Tasks for this exercise:
a) From the washer draining guide below, copy out the passage from "In case of a" up to and including "instructions mentioned earlier.".
b) According to the washer draining guide below, what size socket is used to take out the drain pump mounting screws?

Extract provided:
-*-*-
2. Inspect the Drain Hose If your washer isn’t draining, the drain hose might be twisted, squashed, or blocked by a small object. Alternatively, the drain hose outlet might be underwater, limiting the washer’s ability to drain. Should the drain hose be irreparable or improperly installed, it will necessitate replacement.
The drain hose installation should be correct for the water to drain appropriately. The drain hose might be connected to a waste pipe spigot, a waste trap, or a standpipe. If it’s connected to a standpipe, ensure the drain hose hooks over an open standpipe attached to the waste pipe.
If it’s linked to a spigot, follow these steps:
- If the washer has recently been installed, check that the blanking cap has been removed from the hose-spigot junction.
- Confirm the hose connection is secure.
- Ensure there are no twists or bends in the hose.
If the drain hose is connected to a standpipe, follow these instructions:
- Ensure the hose is correctly positioned and secured.
- Confirm that the drain hose is no less than 23 inches above the floor level.
- Check that the standpipe entirely envelops the drain hose.
- Ensure that no more than 6 inches of drain hose is inside the standpipe.
- Confirm there are no kinks or bends in the drain hose.
In case of a blocked drain hose:
- Disconnect the power supply to the washer and turn off the water supply.
- Detach the drain hose from the washer.
- Unblock the drain hose using a drain snake tool or cleanse it with a mixture of hot water, white vinegar, and baking soda. You can inspect the washer’s internal drain hose by following the drain pump cleaning instructions mentioned earlier.
3. Malfunctioning Drain Pump If your drain hose is clear, the issue might lie with the drain pump. A small item, clothing article, or damaged impeller might be interfering with the pump’s operation. If the impeller is intact and the pump is unobstructed, it might have an electrical failure.
To inspect the drain pump:
- Disconnect the washer from the power source and the water supply.
- For front-load washers, detach the rear access panel. For top-load washers, first secure the lid with tape to prevent it from opening. Then, lay the washer on its front to access the drain pump situated underneath.
- Detach the drain pump wire connector.
- Inspect the wiring harness on the drain pump. Ensure it’s secured and undamaged.
- Utilize pliers to release the clamps securing the drain hose to the pump. Remove the drain hose.
- Use a 5/16 inch socket to extract the drain pump mounting screws.
- Remove the pump from the washer.
- Inspect the pump for any damage or obstructions.
If the pump appears undamaged and obstruction-free, it might have an electrical failure. Use a multimeter to check if the drain pump motor has continuity, signifying an uninterrupted electrical path. If the motor tests negative for continuity, the pump will need replacement.
Other Possible Causes If your attempts at fixing the filter, drain hose, and drain pump are unsuccessful, the issue might lie with the pressure switch or the control panel. The pressure switch sends signals to the control board, instructing it when to add or drain water. Incorrect signals might lead to improper draining. You can employ a multimeter to test the pressure switch, or simply replace it as it’s a relatively cheap part.
If the error code persists, it could indicate that the control panel or timer is defective. Testing these parts with a multimeter can be complex and may necessitate professional assistance or part replacement.
-*-*-
Collected data:

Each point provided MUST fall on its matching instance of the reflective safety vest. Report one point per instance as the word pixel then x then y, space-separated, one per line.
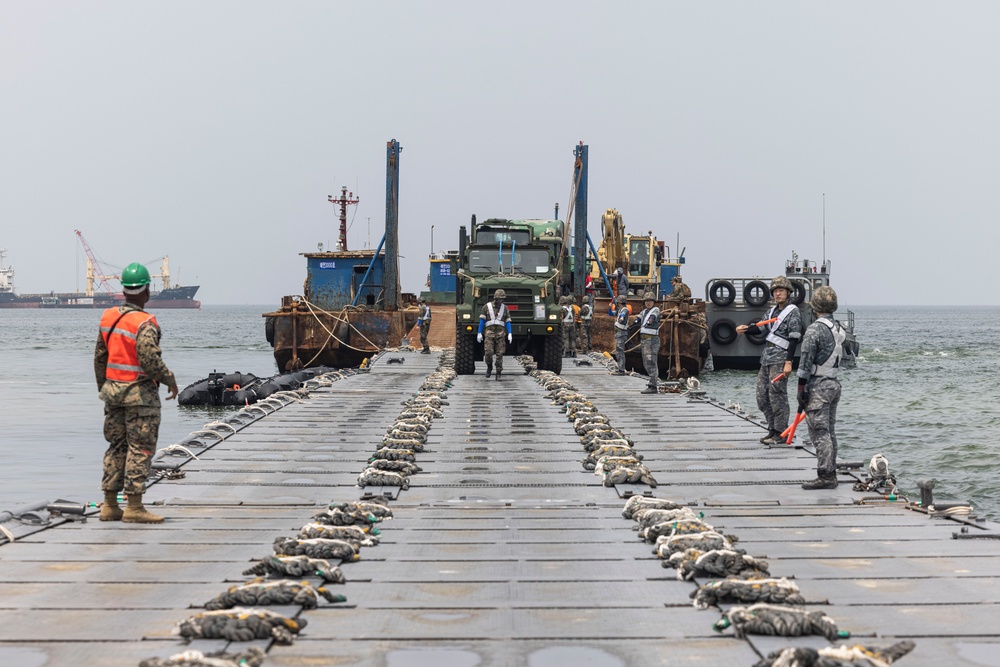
-*-*-
Per-task outputs:
a)
In case of a blocked drain hose:
- Disconnect the power supply to the washer and turn off the water supply.
- Detach the drain hose from the washer.
- Unblock the drain hose using a drain snake tool or cleanse it with a mixture of hot water, white vinegar, and baking soda. You can inspect the washer’s internal drain hose by following the drain pump cleaning instructions mentioned earlier.

b) A 5/16 inch socket.